**Directions for this task:** Could you write out each entry exactly as it reads?

(Region pointing data)
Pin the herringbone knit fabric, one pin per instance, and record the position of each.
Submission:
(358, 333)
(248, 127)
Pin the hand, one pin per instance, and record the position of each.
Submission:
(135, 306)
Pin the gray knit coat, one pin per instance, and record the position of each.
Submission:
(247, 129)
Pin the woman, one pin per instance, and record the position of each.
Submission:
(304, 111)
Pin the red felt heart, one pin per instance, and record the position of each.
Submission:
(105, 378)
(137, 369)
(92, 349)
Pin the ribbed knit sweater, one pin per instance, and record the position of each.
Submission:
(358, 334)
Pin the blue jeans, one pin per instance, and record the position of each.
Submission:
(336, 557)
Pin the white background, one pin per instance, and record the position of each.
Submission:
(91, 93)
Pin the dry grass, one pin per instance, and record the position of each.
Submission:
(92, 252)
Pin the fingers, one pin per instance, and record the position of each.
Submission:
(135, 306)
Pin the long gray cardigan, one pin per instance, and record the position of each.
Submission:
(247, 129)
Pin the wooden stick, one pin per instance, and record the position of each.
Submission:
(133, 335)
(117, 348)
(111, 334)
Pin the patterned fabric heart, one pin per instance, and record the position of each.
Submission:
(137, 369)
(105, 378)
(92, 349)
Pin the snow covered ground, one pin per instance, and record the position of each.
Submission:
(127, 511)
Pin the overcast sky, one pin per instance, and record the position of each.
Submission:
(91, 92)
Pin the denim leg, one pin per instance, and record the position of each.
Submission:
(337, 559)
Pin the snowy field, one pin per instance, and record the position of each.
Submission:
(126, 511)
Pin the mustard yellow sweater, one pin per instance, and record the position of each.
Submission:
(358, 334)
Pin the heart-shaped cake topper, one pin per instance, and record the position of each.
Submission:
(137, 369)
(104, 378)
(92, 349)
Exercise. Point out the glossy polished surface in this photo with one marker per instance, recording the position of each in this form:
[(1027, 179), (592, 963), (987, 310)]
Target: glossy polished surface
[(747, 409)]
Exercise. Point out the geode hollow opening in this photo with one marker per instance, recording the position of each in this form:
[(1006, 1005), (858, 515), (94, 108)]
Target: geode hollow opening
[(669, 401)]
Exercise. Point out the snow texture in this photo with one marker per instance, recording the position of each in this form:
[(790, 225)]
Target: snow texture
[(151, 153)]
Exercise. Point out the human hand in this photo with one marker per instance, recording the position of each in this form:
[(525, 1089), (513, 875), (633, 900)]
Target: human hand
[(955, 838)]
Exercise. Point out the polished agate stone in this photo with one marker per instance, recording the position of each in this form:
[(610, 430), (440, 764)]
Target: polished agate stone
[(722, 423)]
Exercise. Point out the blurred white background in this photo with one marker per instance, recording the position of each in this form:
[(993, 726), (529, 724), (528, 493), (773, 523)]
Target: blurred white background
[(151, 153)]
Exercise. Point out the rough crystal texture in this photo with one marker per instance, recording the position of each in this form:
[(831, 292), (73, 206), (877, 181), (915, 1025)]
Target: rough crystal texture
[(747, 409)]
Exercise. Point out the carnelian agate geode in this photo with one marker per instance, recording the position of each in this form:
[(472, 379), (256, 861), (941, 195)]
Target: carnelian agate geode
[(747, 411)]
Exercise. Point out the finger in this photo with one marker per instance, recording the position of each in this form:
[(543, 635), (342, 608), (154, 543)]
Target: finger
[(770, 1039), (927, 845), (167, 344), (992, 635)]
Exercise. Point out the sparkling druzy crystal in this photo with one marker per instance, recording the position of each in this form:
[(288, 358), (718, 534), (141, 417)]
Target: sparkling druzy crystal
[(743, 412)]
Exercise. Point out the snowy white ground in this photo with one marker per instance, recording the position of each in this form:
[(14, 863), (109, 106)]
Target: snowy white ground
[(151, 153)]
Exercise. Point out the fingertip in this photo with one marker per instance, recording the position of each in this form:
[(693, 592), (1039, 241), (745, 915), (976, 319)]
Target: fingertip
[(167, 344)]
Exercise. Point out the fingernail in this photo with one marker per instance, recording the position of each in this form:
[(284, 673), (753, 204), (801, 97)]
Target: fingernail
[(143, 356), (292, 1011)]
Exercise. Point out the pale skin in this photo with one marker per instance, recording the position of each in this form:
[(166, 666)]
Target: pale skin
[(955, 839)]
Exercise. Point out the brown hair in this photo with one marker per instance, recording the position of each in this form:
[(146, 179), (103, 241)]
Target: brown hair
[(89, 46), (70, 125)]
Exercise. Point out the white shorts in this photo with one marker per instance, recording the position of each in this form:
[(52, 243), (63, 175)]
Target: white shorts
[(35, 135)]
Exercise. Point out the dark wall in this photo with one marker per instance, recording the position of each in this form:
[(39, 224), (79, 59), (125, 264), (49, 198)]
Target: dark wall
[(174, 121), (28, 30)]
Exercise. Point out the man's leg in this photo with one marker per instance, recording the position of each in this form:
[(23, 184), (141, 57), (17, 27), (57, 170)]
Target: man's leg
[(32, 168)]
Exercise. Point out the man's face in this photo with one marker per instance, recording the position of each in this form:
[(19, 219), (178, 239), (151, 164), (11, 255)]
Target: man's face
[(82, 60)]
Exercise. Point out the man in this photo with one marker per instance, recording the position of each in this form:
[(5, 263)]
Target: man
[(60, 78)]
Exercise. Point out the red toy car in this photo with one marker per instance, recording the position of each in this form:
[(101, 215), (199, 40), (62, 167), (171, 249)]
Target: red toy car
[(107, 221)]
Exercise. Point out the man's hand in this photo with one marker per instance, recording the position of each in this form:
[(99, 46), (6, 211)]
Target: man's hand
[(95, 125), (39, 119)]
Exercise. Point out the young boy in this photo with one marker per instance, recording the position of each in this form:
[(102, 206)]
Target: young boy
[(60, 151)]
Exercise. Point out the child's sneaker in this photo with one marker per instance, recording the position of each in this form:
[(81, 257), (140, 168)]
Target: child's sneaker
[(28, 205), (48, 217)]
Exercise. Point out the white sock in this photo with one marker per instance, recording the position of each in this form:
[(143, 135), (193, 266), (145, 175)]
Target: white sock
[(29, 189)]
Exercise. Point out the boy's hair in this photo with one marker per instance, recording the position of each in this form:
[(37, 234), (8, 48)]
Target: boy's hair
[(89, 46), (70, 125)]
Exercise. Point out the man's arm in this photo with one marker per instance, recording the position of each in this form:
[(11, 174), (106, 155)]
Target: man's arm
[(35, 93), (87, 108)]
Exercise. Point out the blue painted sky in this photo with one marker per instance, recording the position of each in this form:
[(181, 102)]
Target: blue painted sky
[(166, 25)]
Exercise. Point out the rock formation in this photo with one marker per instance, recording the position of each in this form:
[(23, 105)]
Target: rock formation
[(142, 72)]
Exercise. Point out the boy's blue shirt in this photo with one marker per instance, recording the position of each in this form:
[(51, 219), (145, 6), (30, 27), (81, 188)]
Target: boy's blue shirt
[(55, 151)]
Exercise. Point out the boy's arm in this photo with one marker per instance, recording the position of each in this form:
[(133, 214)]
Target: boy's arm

**Solution for this exercise:**
Pin the herringbone knit fabric, one pin per instance, and record the position of each.
Submission:
(358, 333)
(248, 127)
Pin the hand, one pin per instance, and record the position of each.
Submission:
(135, 306)
Pin the gray knit coat, one pin per instance, and record the position of each.
Submission:
(247, 129)
Pin the woman, one pin per instance, and record the position of each.
Submission:
(304, 111)
Pin the red felt heart, one pin per instance, and record the position of each.
Submission:
(105, 378)
(137, 369)
(92, 349)
Pin the ribbed knit sweater, one pin per instance, and record the position of each.
Submission:
(358, 334)
Pin the blue jeans, one pin per instance, and record the position of each.
Submission:
(336, 557)
Pin the white background, one pin per instance, and record the position of each.
Submission:
(91, 93)
Pin the dry grass, one pin per instance, and record the position of each.
Submission:
(92, 252)
Pin the fingers, one pin per instance, and record the position of each.
Submission:
(135, 306)
Pin the long gray cardigan, one pin per instance, and record the position of each.
Submission:
(247, 129)
Pin the wooden stick, one pin per instance, and record the position of each.
Submission:
(133, 335)
(117, 348)
(111, 334)
Pin the patterned fabric heart, one pin per instance, and record the position of each.
Submission:
(137, 369)
(105, 378)
(92, 349)
Pin the snow covered ground, one pin per instance, and record the position of each.
Submission:
(127, 511)
Pin the overcast sky, one pin per instance, and record the position of each.
Submission:
(91, 92)
Pin the denim leg, one pin per instance, and record the position of each.
Submission:
(337, 559)
Pin the snowy field, one pin per instance, and record the position of each.
Submission:
(126, 511)
Pin the mustard yellow sweater, one pin per instance, and record the position of each.
Submission:
(358, 334)
Pin the heart-shaped cake topper, one pin per instance, and record the position of each.
Submission:
(137, 369)
(104, 378)
(92, 349)
Exercise. Point out the glossy polished surface in this photo with one marker per instance, recording the position of each in this form:
[(1027, 179), (592, 963), (987, 310)]
Target: glossy polished surface
[(747, 409)]
Exercise. Point out the geode hollow opening in this photo with one marker per instance, recording the position of each in this form:
[(1006, 1005), (858, 515), (94, 108)]
Target: geode hollow opening
[(669, 401)]
Exercise. Point out the snow texture in this photo with one marker per instance, recording the position of each in this form:
[(790, 225)]
Target: snow texture
[(151, 153)]
Exercise. Point out the human hand in this photo with one marker per instance, recording the position of each in this form:
[(525, 1089), (513, 875), (633, 900)]
Target: human hand
[(955, 838)]
Exercise. Point out the polished agate stone in this photo with one marker per instance, recording the position of each in this form:
[(610, 430), (440, 764)]
Target: polished agate stone
[(722, 423)]
Exercise. Point out the blurred white background in this photo with one marker per instance, recording the position of each in this form:
[(993, 726), (529, 724), (528, 493), (773, 523)]
Target: blurred white background
[(151, 153)]
Exercise. Point out the rough crystal texture in this photo with one marker per instance, recording the position of each in this form:
[(831, 292), (73, 206), (877, 181), (915, 1025)]
Target: rough crystal texture
[(747, 409)]
Exercise. Point out the carnelian agate geode in this photo with one marker per instance, recording the position of each in this form:
[(472, 379), (256, 861), (941, 195)]
Target: carnelian agate geode
[(747, 411)]
Exercise. Point out the finger in this photo with one marker per instance, recording the position of each in this form:
[(543, 635), (342, 608), (154, 543)]
Target: finger
[(770, 1039), (927, 845), (167, 344), (992, 635)]
Exercise. Point out the sparkling druzy crystal in this photo with one marker per instance, recording the position of each in this form:
[(288, 358), (718, 534), (141, 417)]
Target: sparkling druzy crystal
[(743, 412)]
Exercise. Point out the snowy white ground in this photo with one marker per instance, recording the position of each in this form:
[(14, 863), (109, 106)]
Target: snowy white ground
[(151, 153)]
Exercise. Point out the fingertip in this photo with one marker per instance, recording the position of each in this form:
[(693, 592), (1039, 241), (745, 915), (976, 319)]
Target: fingertip
[(167, 344)]
Exercise. Point out the fingernail in this photo with one marker per instance, recording the position of each in this form:
[(284, 673), (753, 204), (801, 97)]
Target: fingernail
[(143, 356), (292, 1011)]
Exercise. Point out the pale skin in this photo with one marker per instance, recording the position of each in this form:
[(166, 666)]
Target: pale skin
[(955, 839)]
Exercise. Point out the brown hair in this photo with one marker per instance, recording the position of each in this form:
[(146, 179), (103, 241)]
Target: brown hair
[(89, 46), (70, 125)]
Exercise. Point out the white shorts in this photo with one marker per instance, recording the position of each in this form:
[(52, 243), (63, 175)]
Target: white shorts
[(35, 135)]
Exercise. Point out the dark wall in this photo with one marker per instance, recording the position of each in this form:
[(39, 224), (79, 59), (125, 264), (49, 198)]
Target: dark wall
[(174, 121), (28, 30)]
Exercise. Point out the man's leg in this photo with one marker per instance, recording the position of each in this form:
[(23, 184), (141, 57), (17, 27), (57, 170)]
Target: man's leg
[(32, 168)]
Exercise. Point out the man's face in this photo with one marker per instance, recording the position of each in this form:
[(19, 219), (178, 239), (151, 164), (11, 255)]
Target: man's face
[(82, 60)]
Exercise. Point out the man in this photo with one marker per instance, recording the position of each in this form:
[(5, 263)]
Target: man
[(60, 78)]
Exercise. Point out the red toy car in this photo with one marker per instance, recording the position of each in this form:
[(101, 215), (199, 40), (62, 167), (171, 249)]
Target: red toy car
[(107, 221)]
Exercise. Point out the man's hand in this photo with one marker per instance, recording the position of each in this form:
[(99, 46), (6, 211)]
Target: man's hand
[(95, 125), (39, 119)]
Exercise. Point out the young boy in this photo with one marker per instance, recording the position of each in this form:
[(102, 206)]
Target: young boy
[(60, 151)]
Exercise. Point out the child's sneaker in this photo with one marker per instance, recording the position of each in this form:
[(81, 257), (140, 168)]
Target: child's sneaker
[(28, 205), (48, 217)]
Exercise. Point out the white sock in this photo with one marker per instance, recording the position of each in this form:
[(143, 135), (193, 266), (145, 175)]
Target: white sock
[(29, 189)]
Exercise. Point out the boy's hair in this photo with one marker per instance, recording the position of each in this form:
[(37, 234), (8, 48)]
Target: boy's hair
[(89, 46), (70, 125)]
Exercise. Point out the man's arm in this photo with one marker per instance, recording the position of each in this form:
[(11, 174), (106, 155)]
Target: man's arm
[(35, 93), (87, 108)]
Exercise. Point out the blue painted sky in this photo with one marker per instance, recording the position of each in this form:
[(181, 102)]
Target: blue painted sky
[(166, 25)]
Exercise. Point out the rock formation in this photo with one marker per instance, recording the position of each in this form:
[(23, 105)]
Target: rock formation
[(142, 72)]
Exercise. Point out the boy's blue shirt in this photo with one marker per instance, recording the position of each in this form:
[(51, 219), (145, 6), (30, 27), (81, 188)]
Target: boy's blue shirt
[(55, 151)]
Exercise. Point out the boy's arm in this photo with one marker per instance, recording the position of each in this form:
[(133, 214)]
Target: boy's arm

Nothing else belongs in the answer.